Dagmar Wassong, Malerin in Meerbusch und Dozentin an der Kunstakademie Trier, kennt die Halle noch aus Studententagen. "Ich habe mich damals verbotenerweise mit meiner Kamera auf dem Gelände ’rumgedrückt", erzählt sie. Zwölf Jahre später fragte sie ganz offiziell bei der Hafen Krefeld GmbH an - und bekam das Okay für eine kostenlose Nutzung.

Ihre abstrakten Porträts in grellen Farben setzen irritierende Akzente auf dem alten, schmutzig weißen Mauerwerk. "Es ist, als müssten die Bilder die Halle beleuchten", sagt die Malerin. "Ich wollte der Dunkelheit bewusst mit Knallerfarben begegnen."

Im Nebenraum hat der Krefelder Dirk Montag drei Installationen aufgebaut. Sie befassen sich mit der industriellen Manipulation von Lebensmitteln. "Man weiß nicht, was mit dem Essen passiert, man bekommt keinen Einblick", sagt der Künstler. Er hat in einer düsteren Ecke ein Röhrengewirr installiert, einige Meter weiter verbreitet ein "Aromarasen" penetranten Vanillegeruch.

Die interessantesten Arbeiten steuert der Essener Bildhauer Roger Löchtermann bei. Mit Kettensäge, Klüpfel und Beitel verwandelt er dicke Baumstämme in ausdrucksstarke Holzfiguren. An den Skulpturen haben Werkzeuge und Wetter Spuren hinterlassen. Verloren und aufmerksam stehen die Figuren in der Halle, die Löchtermann an eine Kathedrale erinnert. "Das passt gut zusammen", sagt er. "Das Holz hat Patina und die Steine auch."

In der Tat ist schon das Gebäude allein Anlass genug, die Ausstellung zu besuchen - zumal es die erste und wohl vorerst letzte ist. Die Hafen GmbH will das Gebäude von 1906 laut Prokuristin Jutta Maritzen schnell wieder als Lagerhalle vermieten. Vor 100 Jahren wurden hier Nickel und Chrom umgeschlagen, später lagerte Orangenmarmelade, zuletzt Katzenstreu und Hundefutter. Die Kunst ist nur zu Gast und tut, was sie am Besten kann - neue Blickwinkel eröffnen.

Zwölf atemlose Stunden, Samstag, 11 bis 23 Uhr, Am Hafenkopf 6, Linn.

- _Ziel der Übung_
Gib den Bericht über die Kunstausstellung in der alten Hafenhalle wortgetreu wieder, beginnend mit „In der Tat ist“ und weiter bis einschließlich „Hafenkopf 6, Linn.“.

- _Erfasste Angaben_
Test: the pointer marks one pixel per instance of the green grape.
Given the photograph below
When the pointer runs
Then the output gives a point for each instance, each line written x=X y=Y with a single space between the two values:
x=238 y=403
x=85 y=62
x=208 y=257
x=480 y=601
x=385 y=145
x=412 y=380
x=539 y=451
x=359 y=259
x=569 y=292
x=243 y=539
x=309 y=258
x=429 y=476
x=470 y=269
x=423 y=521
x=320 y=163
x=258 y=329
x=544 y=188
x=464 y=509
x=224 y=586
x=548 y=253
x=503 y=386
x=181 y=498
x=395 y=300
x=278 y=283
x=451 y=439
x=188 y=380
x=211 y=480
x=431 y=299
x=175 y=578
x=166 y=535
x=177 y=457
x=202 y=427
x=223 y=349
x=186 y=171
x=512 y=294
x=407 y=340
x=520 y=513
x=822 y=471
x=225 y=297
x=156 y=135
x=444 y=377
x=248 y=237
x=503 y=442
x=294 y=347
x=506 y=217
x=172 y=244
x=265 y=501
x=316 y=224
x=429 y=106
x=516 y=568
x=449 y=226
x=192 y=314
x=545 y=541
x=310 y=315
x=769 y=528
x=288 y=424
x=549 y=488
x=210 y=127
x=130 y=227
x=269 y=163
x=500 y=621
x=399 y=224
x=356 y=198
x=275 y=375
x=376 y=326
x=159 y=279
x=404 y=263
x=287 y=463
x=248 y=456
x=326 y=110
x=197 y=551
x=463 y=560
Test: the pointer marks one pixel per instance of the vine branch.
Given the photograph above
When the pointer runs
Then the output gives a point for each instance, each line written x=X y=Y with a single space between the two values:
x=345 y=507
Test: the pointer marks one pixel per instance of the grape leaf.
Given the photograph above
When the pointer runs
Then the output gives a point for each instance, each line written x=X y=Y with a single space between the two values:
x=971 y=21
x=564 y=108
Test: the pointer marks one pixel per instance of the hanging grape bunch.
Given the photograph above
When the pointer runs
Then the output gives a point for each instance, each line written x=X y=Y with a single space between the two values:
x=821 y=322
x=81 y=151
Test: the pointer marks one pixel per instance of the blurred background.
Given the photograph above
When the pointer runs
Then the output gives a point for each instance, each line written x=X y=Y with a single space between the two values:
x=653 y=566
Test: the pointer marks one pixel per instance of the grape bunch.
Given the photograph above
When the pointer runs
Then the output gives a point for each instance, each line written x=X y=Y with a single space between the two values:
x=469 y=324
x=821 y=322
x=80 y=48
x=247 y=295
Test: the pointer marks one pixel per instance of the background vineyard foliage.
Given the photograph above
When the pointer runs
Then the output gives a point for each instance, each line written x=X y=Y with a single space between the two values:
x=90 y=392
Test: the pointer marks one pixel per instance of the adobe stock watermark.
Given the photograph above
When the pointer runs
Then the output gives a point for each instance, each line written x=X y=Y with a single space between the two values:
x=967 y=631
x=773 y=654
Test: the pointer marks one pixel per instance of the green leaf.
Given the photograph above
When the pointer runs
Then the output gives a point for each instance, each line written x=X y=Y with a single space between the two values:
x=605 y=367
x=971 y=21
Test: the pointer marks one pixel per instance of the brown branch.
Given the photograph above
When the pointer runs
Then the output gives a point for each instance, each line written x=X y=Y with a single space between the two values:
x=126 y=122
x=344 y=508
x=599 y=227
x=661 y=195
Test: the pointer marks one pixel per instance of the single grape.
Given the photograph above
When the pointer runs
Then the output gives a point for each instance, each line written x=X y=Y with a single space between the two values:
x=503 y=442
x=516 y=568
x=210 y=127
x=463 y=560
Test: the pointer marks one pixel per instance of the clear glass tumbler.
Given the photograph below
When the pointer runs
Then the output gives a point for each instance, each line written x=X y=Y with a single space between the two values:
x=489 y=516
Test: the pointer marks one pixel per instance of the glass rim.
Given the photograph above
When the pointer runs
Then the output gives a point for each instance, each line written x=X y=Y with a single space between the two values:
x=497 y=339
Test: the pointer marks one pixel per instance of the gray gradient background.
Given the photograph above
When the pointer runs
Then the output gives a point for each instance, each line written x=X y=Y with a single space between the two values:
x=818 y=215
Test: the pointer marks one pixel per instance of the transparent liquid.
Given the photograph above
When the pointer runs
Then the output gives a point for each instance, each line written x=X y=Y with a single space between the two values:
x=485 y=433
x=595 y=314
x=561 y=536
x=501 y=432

- _Korrekte Ausgabe_
In der Tat ist schon das Gebäude allein Anlass genug, die Ausstellung zu besuchen - zumal es die erste und wohl vorerst letzte ist. Die Hafen GmbH will das Gebäude von 1906 laut Prokuristin Jutta Maritzen schnell wieder als Lagerhalle vermieten. Vor 100 Jahren wurden hier Nickel und Chrom umgeschlagen, später lagerte Orangenmarmelade, zuletzt Katzenstreu und Hundefutter. Die Kunst ist nur zu Gast und tut, was sie am Besten kann - neue Blickwinkel eröffnen.

Zwölf atemlose Stunden, Samstag, 11 bis 23 Uhr, Am Hafenkopf 6, Linn.